(Task input)
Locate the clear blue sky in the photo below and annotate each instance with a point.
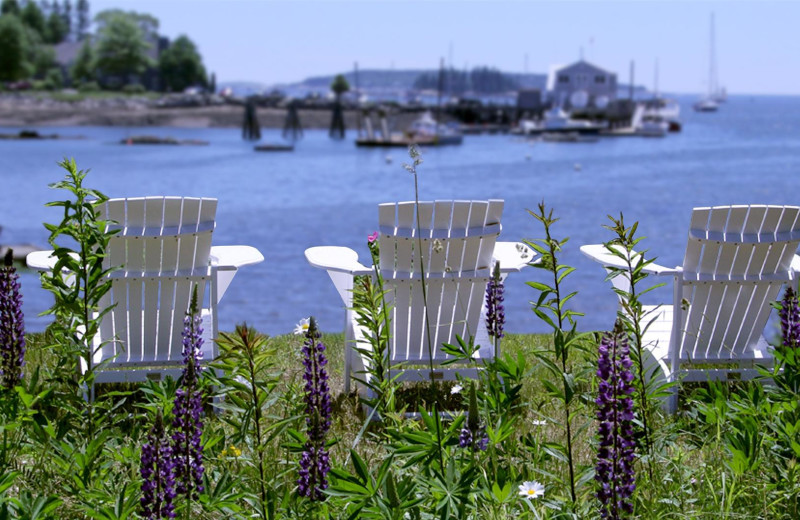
(758, 42)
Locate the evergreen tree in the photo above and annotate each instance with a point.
(56, 32)
(10, 7)
(83, 70)
(121, 45)
(41, 57)
(14, 64)
(82, 29)
(339, 86)
(181, 65)
(33, 17)
(66, 16)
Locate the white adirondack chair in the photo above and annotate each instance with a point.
(457, 268)
(737, 259)
(163, 250)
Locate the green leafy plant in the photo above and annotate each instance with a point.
(551, 307)
(78, 281)
(635, 319)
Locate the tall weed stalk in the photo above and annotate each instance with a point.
(78, 281)
(551, 307)
(634, 318)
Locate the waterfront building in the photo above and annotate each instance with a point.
(582, 83)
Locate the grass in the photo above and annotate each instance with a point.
(691, 479)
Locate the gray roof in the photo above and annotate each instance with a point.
(583, 66)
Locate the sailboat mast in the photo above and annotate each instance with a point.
(711, 85)
(655, 82)
(439, 96)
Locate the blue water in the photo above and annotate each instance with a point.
(326, 192)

(Problem)
Rewrite all the entries above, replacing "annotate" with "mark" and keeping everything else the same. Leave the pictures out.

(Answer to this problem)
Locate the clear blue sky in the photo below and mark each instance with a point.
(758, 42)
Locate the evergreen tree in the photo above and mark each instance with a point.
(56, 32)
(10, 7)
(83, 70)
(121, 45)
(41, 57)
(14, 64)
(82, 29)
(339, 86)
(181, 65)
(33, 17)
(66, 16)
Locate the white adirondack chair in the photo above and mark each instance with a point.
(457, 268)
(737, 259)
(163, 250)
Locate the green leafy plant in the photo above and mark each instance with a point.
(551, 307)
(78, 281)
(635, 319)
Locate the tall weed stalk in the photo above and mark each instance with a point.
(78, 281)
(551, 307)
(634, 318)
Locate the waterfront building in the photo above and mark each instance with a point.
(582, 83)
Locate the grass in the photo above and mark each instance with a point.
(691, 479)
Locate the gray roof in the photo above and mark each instance with a point.
(583, 66)
Locate the sailboat mast in the photo above and mark each instance with a point.
(711, 85)
(655, 82)
(439, 96)
Locate the blue water in the photo above and mark each instance with a point.
(326, 192)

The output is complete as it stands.